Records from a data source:

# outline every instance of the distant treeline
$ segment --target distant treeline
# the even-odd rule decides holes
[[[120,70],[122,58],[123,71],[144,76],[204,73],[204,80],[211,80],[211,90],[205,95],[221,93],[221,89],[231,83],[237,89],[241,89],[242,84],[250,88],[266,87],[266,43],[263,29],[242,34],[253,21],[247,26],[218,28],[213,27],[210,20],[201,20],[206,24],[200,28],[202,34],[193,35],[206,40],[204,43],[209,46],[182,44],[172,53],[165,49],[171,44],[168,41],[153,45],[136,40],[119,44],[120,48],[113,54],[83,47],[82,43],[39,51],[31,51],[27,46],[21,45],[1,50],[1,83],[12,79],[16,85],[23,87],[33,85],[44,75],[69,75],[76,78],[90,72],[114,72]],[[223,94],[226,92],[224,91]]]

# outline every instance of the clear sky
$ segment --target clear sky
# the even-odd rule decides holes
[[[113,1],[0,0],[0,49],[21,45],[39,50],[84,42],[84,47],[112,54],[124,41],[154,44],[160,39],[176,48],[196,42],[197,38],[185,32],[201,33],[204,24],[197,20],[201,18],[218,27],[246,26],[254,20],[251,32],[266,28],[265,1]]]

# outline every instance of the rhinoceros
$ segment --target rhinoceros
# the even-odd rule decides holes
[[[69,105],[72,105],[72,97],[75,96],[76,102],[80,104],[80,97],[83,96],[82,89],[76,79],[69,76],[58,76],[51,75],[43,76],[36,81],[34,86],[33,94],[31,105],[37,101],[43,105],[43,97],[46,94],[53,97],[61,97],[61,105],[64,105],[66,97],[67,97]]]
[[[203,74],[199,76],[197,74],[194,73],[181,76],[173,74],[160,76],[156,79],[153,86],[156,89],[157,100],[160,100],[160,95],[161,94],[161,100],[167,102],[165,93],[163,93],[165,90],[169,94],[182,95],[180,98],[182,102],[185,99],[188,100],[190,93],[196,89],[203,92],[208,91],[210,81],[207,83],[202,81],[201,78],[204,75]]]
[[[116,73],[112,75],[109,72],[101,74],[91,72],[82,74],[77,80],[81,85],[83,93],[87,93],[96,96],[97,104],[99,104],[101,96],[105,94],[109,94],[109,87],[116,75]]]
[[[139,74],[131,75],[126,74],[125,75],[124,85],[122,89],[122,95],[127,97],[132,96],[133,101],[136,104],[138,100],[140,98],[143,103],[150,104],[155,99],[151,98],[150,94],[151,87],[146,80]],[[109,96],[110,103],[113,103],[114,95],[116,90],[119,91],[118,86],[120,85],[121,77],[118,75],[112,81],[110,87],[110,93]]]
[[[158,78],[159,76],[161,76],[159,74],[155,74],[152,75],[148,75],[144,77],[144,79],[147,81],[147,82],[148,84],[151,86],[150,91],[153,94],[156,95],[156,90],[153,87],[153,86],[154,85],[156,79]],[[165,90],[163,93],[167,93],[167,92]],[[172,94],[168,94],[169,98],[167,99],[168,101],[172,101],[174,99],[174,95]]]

▶ _Your instructions_
Copy the entries above exactly, leaving none out.

▶ _Response to this exercise_
# outline every instance of the distant treeline
$ segment --target distant treeline
# the even-odd rule decides holes
[[[120,70],[122,58],[123,71],[144,76],[204,73],[204,80],[211,80],[211,90],[205,95],[221,93],[221,89],[231,83],[237,89],[241,89],[242,84],[250,88],[266,87],[266,43],[263,29],[242,34],[253,21],[247,26],[218,28],[213,27],[210,20],[201,20],[206,24],[200,28],[202,34],[193,35],[206,40],[204,43],[209,46],[182,44],[172,53],[165,49],[171,44],[168,41],[153,45],[136,40],[119,44],[120,48],[113,54],[83,47],[82,43],[39,51],[31,51],[27,46],[21,45],[1,50],[1,83],[12,79],[16,85],[23,87],[33,85],[44,75],[69,75],[76,78],[90,72],[114,72]],[[223,94],[226,92],[224,91]]]

# outline every instance of the clear sky
$ segment --target clear sky
# the even-odd rule decides holes
[[[113,1],[0,0],[0,49],[21,45],[39,50],[84,42],[84,47],[112,54],[124,41],[154,44],[160,39],[176,48],[196,42],[197,38],[185,32],[201,33],[204,24],[197,20],[201,18],[218,27],[246,26],[254,20],[251,32],[266,28],[265,1]]]

# outline every instance of the rhinoceros
$ segment --target rhinoceros
# the even-odd rule decides holes
[[[69,105],[72,105],[72,97],[75,96],[76,102],[80,104],[80,97],[83,96],[82,89],[76,79],[69,76],[58,76],[51,75],[43,76],[36,81],[34,86],[33,94],[31,105],[37,101],[43,105],[43,97],[46,94],[53,97],[61,97],[61,105],[64,105],[66,97],[67,97]]]
[[[203,74],[199,76],[197,74],[194,73],[181,76],[173,74],[160,76],[156,79],[153,86],[156,89],[157,100],[160,100],[160,95],[161,94],[161,100],[167,102],[165,93],[163,93],[165,90],[169,94],[182,95],[180,98],[182,102],[185,99],[188,100],[190,93],[196,89],[203,92],[208,91],[210,81],[207,83],[202,81],[201,78],[204,75]]]
[[[116,73],[112,75],[109,72],[101,74],[91,72],[82,74],[77,80],[81,85],[83,93],[87,93],[96,96],[97,104],[99,104],[101,96],[105,94],[109,94],[109,87],[116,75]]]
[[[139,74],[131,75],[126,74],[125,75],[124,85],[122,89],[122,95],[127,97],[132,96],[133,101],[136,104],[138,100],[140,98],[143,103],[150,104],[155,99],[151,98],[150,94],[151,87],[146,80]],[[109,96],[110,103],[113,103],[114,95],[116,90],[119,91],[118,86],[120,85],[121,77],[118,75],[112,81],[110,87],[110,93]]]
[[[158,78],[159,76],[161,76],[159,74],[155,74],[152,75],[148,75],[144,77],[144,79],[147,81],[147,82],[148,84],[151,86],[150,91],[153,94],[156,95],[156,90],[153,87],[153,86],[154,85],[156,79]],[[165,90],[163,93],[167,93],[167,92]],[[172,94],[168,94],[169,98],[167,99],[168,101],[172,101],[174,99],[174,95]]]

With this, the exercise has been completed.